(Exercise goal) The source text below names several parties whose work strategic thinkers are needed to carry on. List all of them.

(Source text)
A unifying reality underpinning this array of insights is that interest rates, GDP volatility, and equity risk premiums have been trending downward for centuries, but especially over the course of the last 40yrs. This has two important consequences: 1. Realized investment returns have been generally high ex-post, and 2. Prospective investment returns are now, by historical standards, more modest ex-ante. Given the looming accelerating impact of climate change across the investment spectrum, prospective investment returns may also be more diverse than has historically been the case. I believe these realities justify a major rethink of how we organize and staff the investment functions of major asset owner organizations, including pension funds.

At a macro level, strategic thinkers are needed to carry on the work of the Los, the Pikettys, the Bernsteins, the Maddens, the Carbon Crowd, to help reimagine the investment function as a whole, and to break down the traditional silos in these organizations. At a micro level, more specialists are needed with scientific, technical, and business backgrounds to really understand the cashflow potential and sustainability (or lack of it) of the organization’s actual investments, as well as of those under consideration to become future investments.v      

In Conclusion

Peter Drucker’s pension revolution is ‘unseen’ no longervi…..but is certainly not over. Serious ‘to do’ lists remain in all three of its dimensions….design, governance, and investing. I close with the final line from Andrew Potter’s book with the depressing title On Decline….Why Every Year Is the Worst One Ever. However, he ends with a hopeful message:

THE FUTURE IS NOT YET WRITTEN……THERE IS NO FATE BUT WHAT WE MAKE FOR OURSELVES

Applied to the future of pension management, the message is that there is much we can do to improve current practices....if we choose to do so.

Keith Ambachtsheer

Endnotes:

  1. CEM was cofounded by Virginia Atkin, John McLaughlin, and this author in 1991. Tom Scheibelhut was its CEO from inception until 2021, when he passed the baton to Rashay Jethalal. Today, the organization covers 525 funds in 25 countries with $15T in assets.
  2. ICPM was cofounded by Brendan Calder and this author in 2004. He was its first Board Chair and I was its first Executive Director. Rob Bauer succeeded me in 2014, and Sebastien Betermier will succeed him in 2023.

(Entries supplied)

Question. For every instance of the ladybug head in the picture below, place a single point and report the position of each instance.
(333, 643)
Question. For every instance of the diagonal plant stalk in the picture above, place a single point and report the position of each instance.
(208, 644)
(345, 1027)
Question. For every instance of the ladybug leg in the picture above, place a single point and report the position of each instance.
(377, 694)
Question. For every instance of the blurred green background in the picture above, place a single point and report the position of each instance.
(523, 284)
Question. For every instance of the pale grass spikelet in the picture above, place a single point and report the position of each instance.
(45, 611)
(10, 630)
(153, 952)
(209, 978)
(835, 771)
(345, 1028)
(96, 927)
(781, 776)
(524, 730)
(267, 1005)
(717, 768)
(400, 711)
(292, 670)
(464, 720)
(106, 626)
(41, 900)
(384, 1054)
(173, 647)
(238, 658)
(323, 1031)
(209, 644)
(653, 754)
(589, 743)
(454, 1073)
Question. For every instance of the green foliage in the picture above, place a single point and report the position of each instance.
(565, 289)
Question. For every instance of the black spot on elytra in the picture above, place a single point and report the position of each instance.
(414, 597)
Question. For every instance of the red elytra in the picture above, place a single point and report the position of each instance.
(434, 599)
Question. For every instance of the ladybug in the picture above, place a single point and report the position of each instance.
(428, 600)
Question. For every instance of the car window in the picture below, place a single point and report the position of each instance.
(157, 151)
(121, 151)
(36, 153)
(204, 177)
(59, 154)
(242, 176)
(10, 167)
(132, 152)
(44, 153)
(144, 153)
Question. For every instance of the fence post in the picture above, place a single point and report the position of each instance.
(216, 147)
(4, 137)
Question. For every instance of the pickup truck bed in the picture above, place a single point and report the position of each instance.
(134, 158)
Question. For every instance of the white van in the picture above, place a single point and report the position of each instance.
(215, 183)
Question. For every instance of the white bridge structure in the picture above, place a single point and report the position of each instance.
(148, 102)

(Exercise answer)
- the Los
- the Pikettys
- the Bernsteins
- the Maddens
- the Carbon Crowd